§ Your objective
Exact reproduction is required for all entries.

Dataset excerpts on object pointing
━━━
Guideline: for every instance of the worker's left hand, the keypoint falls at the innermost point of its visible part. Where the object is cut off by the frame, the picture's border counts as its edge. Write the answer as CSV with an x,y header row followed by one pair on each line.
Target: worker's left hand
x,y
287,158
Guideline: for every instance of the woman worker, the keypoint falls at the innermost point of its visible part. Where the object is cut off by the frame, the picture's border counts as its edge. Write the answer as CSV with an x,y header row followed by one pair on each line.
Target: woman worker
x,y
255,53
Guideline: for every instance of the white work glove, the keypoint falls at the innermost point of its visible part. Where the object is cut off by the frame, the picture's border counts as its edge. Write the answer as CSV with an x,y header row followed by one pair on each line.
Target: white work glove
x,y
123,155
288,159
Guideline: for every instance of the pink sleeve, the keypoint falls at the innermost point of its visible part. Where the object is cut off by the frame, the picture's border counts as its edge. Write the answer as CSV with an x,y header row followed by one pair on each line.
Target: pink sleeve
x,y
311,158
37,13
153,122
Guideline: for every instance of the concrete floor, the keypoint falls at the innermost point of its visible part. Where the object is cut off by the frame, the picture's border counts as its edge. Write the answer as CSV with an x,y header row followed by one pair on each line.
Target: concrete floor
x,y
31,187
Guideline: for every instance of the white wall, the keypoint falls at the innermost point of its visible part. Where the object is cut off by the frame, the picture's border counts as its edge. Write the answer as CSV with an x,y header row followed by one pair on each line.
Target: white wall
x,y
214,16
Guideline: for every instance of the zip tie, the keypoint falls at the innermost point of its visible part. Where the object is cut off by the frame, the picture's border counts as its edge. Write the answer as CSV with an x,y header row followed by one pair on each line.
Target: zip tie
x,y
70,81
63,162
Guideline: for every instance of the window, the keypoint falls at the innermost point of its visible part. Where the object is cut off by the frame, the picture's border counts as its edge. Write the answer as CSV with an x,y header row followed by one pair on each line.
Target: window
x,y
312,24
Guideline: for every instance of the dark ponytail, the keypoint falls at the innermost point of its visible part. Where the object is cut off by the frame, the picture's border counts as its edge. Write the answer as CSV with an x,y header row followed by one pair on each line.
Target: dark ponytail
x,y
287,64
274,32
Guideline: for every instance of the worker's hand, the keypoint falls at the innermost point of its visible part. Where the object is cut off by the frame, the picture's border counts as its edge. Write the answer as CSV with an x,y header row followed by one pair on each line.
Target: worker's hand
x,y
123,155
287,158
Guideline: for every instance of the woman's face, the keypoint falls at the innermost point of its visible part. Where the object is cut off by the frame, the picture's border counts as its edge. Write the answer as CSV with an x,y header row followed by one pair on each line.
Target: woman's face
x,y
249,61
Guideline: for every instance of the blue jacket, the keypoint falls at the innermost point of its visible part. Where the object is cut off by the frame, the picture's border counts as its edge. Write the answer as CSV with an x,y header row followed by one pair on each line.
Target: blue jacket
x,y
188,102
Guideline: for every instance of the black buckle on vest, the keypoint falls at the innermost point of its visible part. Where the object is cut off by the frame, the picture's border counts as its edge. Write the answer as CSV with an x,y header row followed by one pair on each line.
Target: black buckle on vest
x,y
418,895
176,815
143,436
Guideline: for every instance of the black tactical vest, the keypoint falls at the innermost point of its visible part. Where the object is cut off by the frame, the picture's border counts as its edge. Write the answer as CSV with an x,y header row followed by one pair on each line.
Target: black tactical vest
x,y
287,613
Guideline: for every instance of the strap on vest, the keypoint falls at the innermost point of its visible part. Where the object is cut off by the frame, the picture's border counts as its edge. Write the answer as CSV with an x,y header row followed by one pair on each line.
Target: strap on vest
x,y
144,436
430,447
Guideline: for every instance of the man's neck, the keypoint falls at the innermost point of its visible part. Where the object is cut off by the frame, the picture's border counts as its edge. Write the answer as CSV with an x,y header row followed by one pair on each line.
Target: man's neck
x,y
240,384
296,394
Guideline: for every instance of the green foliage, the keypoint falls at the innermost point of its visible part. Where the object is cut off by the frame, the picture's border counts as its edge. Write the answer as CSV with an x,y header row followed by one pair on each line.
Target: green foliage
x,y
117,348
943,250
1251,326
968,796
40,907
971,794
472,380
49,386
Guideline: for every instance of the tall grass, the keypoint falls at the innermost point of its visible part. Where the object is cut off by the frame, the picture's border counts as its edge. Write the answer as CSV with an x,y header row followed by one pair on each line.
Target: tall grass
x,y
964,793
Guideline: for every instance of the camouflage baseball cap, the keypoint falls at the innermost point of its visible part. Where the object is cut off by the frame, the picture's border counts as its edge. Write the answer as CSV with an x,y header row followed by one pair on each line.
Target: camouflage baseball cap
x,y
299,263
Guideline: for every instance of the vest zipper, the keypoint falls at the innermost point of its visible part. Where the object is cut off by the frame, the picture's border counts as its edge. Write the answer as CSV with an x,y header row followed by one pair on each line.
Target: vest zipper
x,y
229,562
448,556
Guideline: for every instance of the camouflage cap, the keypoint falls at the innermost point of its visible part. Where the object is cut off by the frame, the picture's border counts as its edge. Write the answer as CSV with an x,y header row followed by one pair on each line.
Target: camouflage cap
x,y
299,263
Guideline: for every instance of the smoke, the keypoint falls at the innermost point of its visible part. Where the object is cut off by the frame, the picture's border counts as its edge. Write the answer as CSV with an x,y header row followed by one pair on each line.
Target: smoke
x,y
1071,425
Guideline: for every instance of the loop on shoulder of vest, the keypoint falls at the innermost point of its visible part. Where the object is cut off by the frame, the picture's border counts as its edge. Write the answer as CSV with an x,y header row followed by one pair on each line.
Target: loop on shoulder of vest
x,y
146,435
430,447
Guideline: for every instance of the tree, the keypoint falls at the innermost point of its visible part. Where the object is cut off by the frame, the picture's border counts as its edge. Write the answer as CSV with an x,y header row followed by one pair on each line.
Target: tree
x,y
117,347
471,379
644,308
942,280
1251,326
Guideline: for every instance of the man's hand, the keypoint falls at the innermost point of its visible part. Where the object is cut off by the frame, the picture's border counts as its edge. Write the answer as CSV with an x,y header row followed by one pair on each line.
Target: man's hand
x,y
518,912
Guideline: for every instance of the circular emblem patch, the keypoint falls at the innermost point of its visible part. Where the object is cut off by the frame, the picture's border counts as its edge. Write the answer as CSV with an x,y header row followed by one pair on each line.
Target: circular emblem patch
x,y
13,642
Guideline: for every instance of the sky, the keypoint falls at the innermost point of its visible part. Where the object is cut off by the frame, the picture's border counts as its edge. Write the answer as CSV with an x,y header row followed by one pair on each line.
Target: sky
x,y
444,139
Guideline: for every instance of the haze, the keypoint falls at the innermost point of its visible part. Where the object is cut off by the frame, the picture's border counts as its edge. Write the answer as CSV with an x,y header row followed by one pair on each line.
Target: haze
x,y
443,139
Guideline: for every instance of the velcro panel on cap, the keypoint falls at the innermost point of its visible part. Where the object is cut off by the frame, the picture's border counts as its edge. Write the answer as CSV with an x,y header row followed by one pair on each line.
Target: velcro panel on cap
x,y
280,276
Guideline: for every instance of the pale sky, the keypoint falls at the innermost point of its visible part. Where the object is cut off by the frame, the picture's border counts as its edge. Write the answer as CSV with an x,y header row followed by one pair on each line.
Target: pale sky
━━━
§ Task result
Guideline: for every instance of the worker's left hand, the keypoint falls at the innermost point of its visible part. Where the object is cut off by the frame, the picture's border counts as its edge. Write the answer as CSV with an x,y header row followed by one pair on each line.
Target: worker's left hand
x,y
287,158
Guideline: for every instance of the woman worker, the keypoint falls at the innermost point of its visible part. Where the object is cut off by the frame, the picture's border counts as its edge. Write the answer as CSV with an x,y header row followed by one pair on each line.
Target: woman worker
x,y
255,53
Guideline: for every instance of the white work glove, the keypoint falls at the innermost point of its visible part. Where the object is cut off by the frame, the picture's border counts as its edge. Write the answer as CSV with an x,y header row followed by one pair on each line.
Target: white work glove
x,y
123,155
288,159
Guideline: for every instance of the pink sleeve, the keypoint falls at the innermost point of its visible part. Where the object is cut off by the frame, the picture's border counts as its edge. Write the answer as CSV with an x,y header row followed by one pair on each line.
Target: pink sleeve
x,y
311,158
37,13
153,122
Guideline: for every instance of the concrete floor, the keypoint falls at the innermost point of its visible part. Where the object is cut off by the frame, the picture's border counts as its edge. Write the answer as CSV with an x,y header row followed by one pair on each line.
Target: concrete floor
x,y
31,187
Guideline: for every instance of the white wall, the keypoint falls at the innermost point of its visible part. Where the object is cut off by the frame, the picture's border counts as its edge. Write the answer as CSV with an x,y header row followed by one pair on each line.
Target: white wall
x,y
214,16
Guideline: for every instance of the zip tie, the keypoint falls at the innermost point of its visible part. Where the object is cut off by the frame, the picture's border counts as its edge. Write the answer as CSV with an x,y header row followed by one pair on each line.
Target: zip tie
x,y
70,81
63,162
Guideline: for every instance of the window, the keypoint falls at the innermost point of its visible part. Where the object is cut off by the frame, the picture's border counts as its edge. Write the answer as CSV with an x,y header row followed by one pair on each line.
Target: window
x,y
312,24
Guideline: for every instance of the dark ponytail, the keypoint falls at the innermost point of its visible part. Where the object is cut off by the frame, the picture's border counts as its edge. Write the answer as CSV with an x,y header row followed by one pair on each line.
Target: dark ponytail
x,y
287,64
274,32
Guideline: for every instance of the worker's hand, the keypoint falls at the innermost point of its visible part. Where the object is cut off by the frame, the picture's border counts as its edge. Write the answer as CSV with an x,y header row followed by one pair on each line.
Target: worker's hand
x,y
123,155
287,158
Guideline: for every instance of the woman's face, the keypoint falls at the innermost point of its visible part. Where the object is cut off by the frame, the picture's border counts as its edge. Write the answer as CSV with an x,y header row followed by one pair on each line.
Target: woman's face
x,y
249,61
Guideline: for every instance of the blue jacket, the keypoint falls at the innermost point of its visible part. Where the object is cut off by the frame, the picture's border counts as its edge. Write the answer as CSV with an x,y header row followed by one pair on each line.
Target: blue jacket
x,y
188,102
Guideline: for every instance of the black buckle on vest, the keypoint falls at the innermost point of its visible part. Where the object is cut off by the frame, the picture's border counts as its edge. Write the answer as CSV with an x,y header row followed by one pair on each line.
Target: black buckle on vest
x,y
418,895
176,815
143,436
Guideline: for every instance of the black tactical vest, the keypoint falls at the innermost point of its visible part. Where the object is cut off by the frame, the picture's border counts as its edge. Write the answer as CSV with an x,y header row followed by one pair on each line.
Target: black tactical vest
x,y
287,613
Guideline: for every instance of the strap on vest, the keypoint falls at the innermost point of its visible part. Where the object is cut off by the frame, the picture's border counts as its edge. Write the answer as CSV with an x,y header row followed by one pair on each line.
Target: strap on vest
x,y
144,436
430,447
Guideline: for every instance of the man's neck, the keypoint falls at the innermost point of its visible part. Where the object is cut off by the frame, the picture's border counts as its edge. Write the answer as CSV with an x,y header row followed by one pair on each line.
Target: man's neck
x,y
240,384
296,394
Guideline: for every instance of the green foliage, the keypoint falls at the innermost point of its visible part. Where the object is cut off by the frame, the picture's border counts as its edge. Write the answer as CSV with an x,y header row followed by one pair on each line.
Target: green foliage
x,y
117,348
943,250
1251,326
968,796
40,907
971,794
472,380
49,386
Guideline: for every instance of the tall grass, the keypoint falls at the innermost point of its visible part. Where the object is cut off by the frame, the picture's border counts as its edge. Write the answer as CSV with an x,y header row followed by one pair on each line.
Target: tall grass
x,y
964,793
Guideline: for every instance of the camouflage baseball cap, the keypoint falls at the innermost point of its visible part. Where the object is cut off by the frame, the picture's border counts as its edge. Write the answer as CSV with an x,y header row followed by one pair on each line.
Target: camouflage baseball cap
x,y
299,263
Guideline: for every instance of the vest zipper, the keypoint falls at the innermost point of its visible part. Where the object is cut off by the frame, the picture's border counts as its edge. Write the answer as CSV with an x,y header row followed by one pair on each line.
Target: vest zipper
x,y
229,562
448,556
Guideline: for every instance of the camouflage cap, the keypoint falls at the innermost point of its visible part. Where the object is cut off by the frame, the picture's border counts as its edge. Write the answer as CSV with an x,y header row followed by one pair on each line.
Target: camouflage cap
x,y
299,263
Guideline: for every instance of the smoke, the keypoint falls at the innermost point of its visible part. Where the object is cut off by the frame, the picture's border counts as its edge. Write the answer as CSV with an x,y header row followed by one pair on each line.
Target: smoke
x,y
1071,425
Guideline: for every instance of the loop on shoulder of vest, the keypoint falls at the innermost point of its visible part. Where the object is cut off by the frame, the picture's border counts as its edge. Write the answer as CSV with an x,y header row followed by one pair on each line.
Target: loop on shoulder of vest
x,y
146,435
430,447
Guideline: for every instance of the tree, the keypoint falls at the innermost point of its visible part. Where the object is cut off by the frame, the picture's border counts as its edge. Write the answer as CSV with an x,y header row followed by one pair on each line.
Target: tree
x,y
117,347
471,379
644,308
942,280
1251,326
Guideline: for every instance of the man's hand, the keypoint falls at the innermost point of its visible part. Where the object is cut off by the frame, the picture's border counts as its edge. Write the answer as CSV with an x,y header row followed by one pair on each line.
Target: man's hand
x,y
518,912
Guideline: for every instance of the circular emblem patch, the keypoint falls at the innermost point of its visible part. Where the object is cut off by the frame, the picture's border counts as its edge. Write the answer as CSV with an x,y header row followed by one pair on each line.
Target: circular emblem patch
x,y
13,642
Guideline: for every instance of the sky, the keypoint falls at the innermost point of its visible part. Where the object is cut off by the frame, the picture's border counts as its edge. Write the answer as CSV with an x,y header row followed by one pair on each line.
Target: sky
x,y
444,139
Guideline: for every instance of the haze, the keypoint falls at the innermost point of its visible part. Where the object is cut off by the frame, the picture's border counts as its edge. Write the answer as CSV with an x,y header row followed by one pair on each line.
Target: haze
x,y
443,139
Guideline: for every instance of the velcro panel on cap, the keypoint falls at the innermost point of its visible part. Where the object is cut off by the frame, the picture's border counts as its edge. Write the answer as CSV with an x,y header row followed by one pair on each line.
Target: velcro panel on cap
x,y
280,276
Guideline: for every instance of the pale sky, the keypoint falls at the innermost point of its visible part. Where the object is cut off by the frame, the picture's border counts as its edge. Write the answer as CSV with an x,y header row followed by one pair on each line.
Target: pale sky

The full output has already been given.